• [THE PROBLEM] How many lines in the data below contain the string "front"? Reply with the number only.

-*-

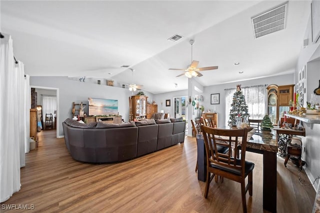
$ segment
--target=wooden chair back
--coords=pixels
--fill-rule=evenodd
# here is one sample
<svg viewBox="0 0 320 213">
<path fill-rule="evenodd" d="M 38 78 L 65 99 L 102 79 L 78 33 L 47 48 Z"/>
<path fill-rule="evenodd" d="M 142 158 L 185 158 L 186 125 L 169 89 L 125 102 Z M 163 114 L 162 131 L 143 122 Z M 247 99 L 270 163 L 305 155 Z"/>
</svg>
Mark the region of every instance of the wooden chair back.
<svg viewBox="0 0 320 213">
<path fill-rule="evenodd" d="M 208 197 L 210 182 L 214 176 L 240 182 L 242 210 L 244 212 L 246 212 L 246 194 L 248 190 L 250 195 L 252 196 L 252 172 L 254 166 L 254 164 L 245 160 L 248 128 L 226 130 L 202 126 L 202 130 L 207 156 L 208 174 L 204 197 Z M 218 146 L 227 147 L 229 151 L 226 154 L 214 152 L 214 150 L 218 150 Z M 232 157 L 231 150 L 234 147 L 234 156 Z M 241 149 L 240 154 L 238 152 L 240 148 Z M 246 168 L 246 166 L 248 167 Z M 211 174 L 212 174 L 212 176 L 210 176 Z M 248 176 L 248 184 L 246 186 L 244 179 Z"/>
<path fill-rule="evenodd" d="M 286 122 L 287 123 L 289 123 L 289 124 L 292 124 L 292 126 L 294 126 L 294 121 L 296 120 L 295 118 L 286 118 Z M 282 125 L 282 124 L 284 123 L 284 118 L 280 118 L 280 125 Z M 299 122 L 300 122 L 300 120 L 296 120 L 296 124 L 299 124 Z"/>
<path fill-rule="evenodd" d="M 205 126 L 209 127 L 214 127 L 214 121 L 212 120 L 210 118 L 204 119 L 204 122 Z"/>
<path fill-rule="evenodd" d="M 249 119 L 249 125 L 250 126 L 256 128 L 258 130 L 258 132 L 260 132 L 261 130 L 262 119 Z"/>
</svg>

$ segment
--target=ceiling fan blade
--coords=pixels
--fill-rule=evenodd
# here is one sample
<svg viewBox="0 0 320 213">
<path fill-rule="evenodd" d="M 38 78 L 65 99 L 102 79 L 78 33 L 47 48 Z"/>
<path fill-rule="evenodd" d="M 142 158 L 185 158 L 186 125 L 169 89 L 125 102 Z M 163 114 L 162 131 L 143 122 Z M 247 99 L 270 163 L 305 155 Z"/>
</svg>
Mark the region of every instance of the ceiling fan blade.
<svg viewBox="0 0 320 213">
<path fill-rule="evenodd" d="M 182 73 L 182 74 L 180 74 L 180 75 L 178 75 L 178 76 L 176 76 L 176 77 L 180 77 L 180 76 L 183 76 L 183 75 L 184 75 L 184 73 Z"/>
<path fill-rule="evenodd" d="M 203 76 L 203 74 L 200 74 L 200 72 L 199 72 L 198 71 L 194 71 L 196 72 L 196 74 L 198 74 L 198 77 L 201 77 L 202 76 Z"/>
<path fill-rule="evenodd" d="M 186 69 L 176 69 L 174 68 L 170 68 L 169 70 L 186 70 Z"/>
<path fill-rule="evenodd" d="M 198 60 L 192 60 L 191 65 L 190 65 L 190 68 L 192 68 L 192 69 L 196 69 L 196 66 L 198 66 L 198 64 L 199 62 L 198 62 Z"/>
<path fill-rule="evenodd" d="M 204 71 L 204 70 L 216 70 L 218 68 L 218 66 L 207 66 L 206 68 L 198 68 L 196 70 L 196 71 Z"/>
</svg>

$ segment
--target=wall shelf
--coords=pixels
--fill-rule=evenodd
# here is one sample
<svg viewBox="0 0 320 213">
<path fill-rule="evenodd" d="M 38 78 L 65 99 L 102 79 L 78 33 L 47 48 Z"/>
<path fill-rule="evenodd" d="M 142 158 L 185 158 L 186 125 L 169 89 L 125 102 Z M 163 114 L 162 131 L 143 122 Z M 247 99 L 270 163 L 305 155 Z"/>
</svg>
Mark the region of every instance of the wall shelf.
<svg viewBox="0 0 320 213">
<path fill-rule="evenodd" d="M 306 126 L 310 126 L 312 130 L 314 126 L 314 124 L 320 124 L 320 114 L 302 114 L 302 116 L 286 114 L 286 116 L 288 117 L 300 120 L 306 123 Z"/>
</svg>

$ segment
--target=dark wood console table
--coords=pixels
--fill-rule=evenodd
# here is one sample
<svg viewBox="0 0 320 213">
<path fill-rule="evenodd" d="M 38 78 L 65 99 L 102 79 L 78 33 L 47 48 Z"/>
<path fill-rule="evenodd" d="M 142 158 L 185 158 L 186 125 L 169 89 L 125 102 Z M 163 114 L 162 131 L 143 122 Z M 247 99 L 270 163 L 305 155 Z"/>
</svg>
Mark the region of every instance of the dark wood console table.
<svg viewBox="0 0 320 213">
<path fill-rule="evenodd" d="M 286 155 L 286 146 L 288 140 L 292 136 L 306 136 L 304 128 L 302 130 L 292 130 L 290 128 L 272 128 L 276 131 L 276 141 L 278 142 L 279 146 L 279 155 L 284 157 Z"/>
<path fill-rule="evenodd" d="M 254 129 L 250 134 L 252 136 L 248 140 L 246 150 L 264 155 L 263 208 L 269 212 L 276 212 L 278 140 L 275 134 L 272 132 L 262 130 L 262 134 L 258 135 L 253 134 L 254 130 Z M 205 182 L 206 160 L 203 135 L 197 134 L 196 138 L 198 154 L 198 180 Z"/>
</svg>

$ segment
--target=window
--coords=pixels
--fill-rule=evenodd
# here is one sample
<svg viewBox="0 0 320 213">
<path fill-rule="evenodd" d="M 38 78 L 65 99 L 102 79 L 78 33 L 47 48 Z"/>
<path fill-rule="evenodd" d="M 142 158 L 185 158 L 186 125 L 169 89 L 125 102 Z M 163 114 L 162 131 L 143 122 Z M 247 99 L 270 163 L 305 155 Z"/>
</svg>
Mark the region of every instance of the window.
<svg viewBox="0 0 320 213">
<path fill-rule="evenodd" d="M 244 96 L 246 104 L 248 106 L 248 113 L 250 119 L 262 119 L 266 114 L 266 89 L 265 85 L 241 88 Z M 234 94 L 236 89 L 226 90 L 226 125 L 228 126 L 229 114 L 231 110 Z"/>
</svg>

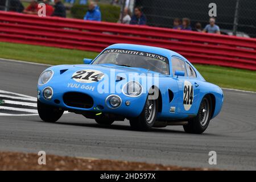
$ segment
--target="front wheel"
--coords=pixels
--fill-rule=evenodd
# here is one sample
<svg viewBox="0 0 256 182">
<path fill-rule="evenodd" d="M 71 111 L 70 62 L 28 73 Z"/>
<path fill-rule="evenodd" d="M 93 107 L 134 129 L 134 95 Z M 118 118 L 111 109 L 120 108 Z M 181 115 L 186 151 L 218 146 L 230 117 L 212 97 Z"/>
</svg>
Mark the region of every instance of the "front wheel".
<svg viewBox="0 0 256 182">
<path fill-rule="evenodd" d="M 209 96 L 204 97 L 201 101 L 197 115 L 190 119 L 188 123 L 183 125 L 186 133 L 201 134 L 208 126 L 212 114 L 212 100 Z"/>
<path fill-rule="evenodd" d="M 43 104 L 38 100 L 38 111 L 42 120 L 54 123 L 60 118 L 64 110 L 60 110 L 59 107 Z"/>
<path fill-rule="evenodd" d="M 155 123 L 157 114 L 157 101 L 147 98 L 144 108 L 137 118 L 130 119 L 131 127 L 135 130 L 146 131 L 150 129 Z"/>
</svg>

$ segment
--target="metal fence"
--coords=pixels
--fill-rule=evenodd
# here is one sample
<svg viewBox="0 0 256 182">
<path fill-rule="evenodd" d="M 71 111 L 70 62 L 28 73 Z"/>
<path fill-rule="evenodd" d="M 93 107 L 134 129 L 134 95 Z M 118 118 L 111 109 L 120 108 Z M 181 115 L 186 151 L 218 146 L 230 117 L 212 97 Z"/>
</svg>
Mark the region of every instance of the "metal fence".
<svg viewBox="0 0 256 182">
<path fill-rule="evenodd" d="M 210 3 L 217 5 L 216 24 L 223 33 L 233 32 L 236 14 L 237 34 L 256 37 L 255 0 L 137 0 L 135 5 L 143 7 L 150 26 L 172 28 L 175 18 L 185 17 L 191 19 L 192 28 L 197 22 L 204 28 L 209 22 Z"/>
</svg>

-*-

• [ANSWER TO THE PROBLEM] 2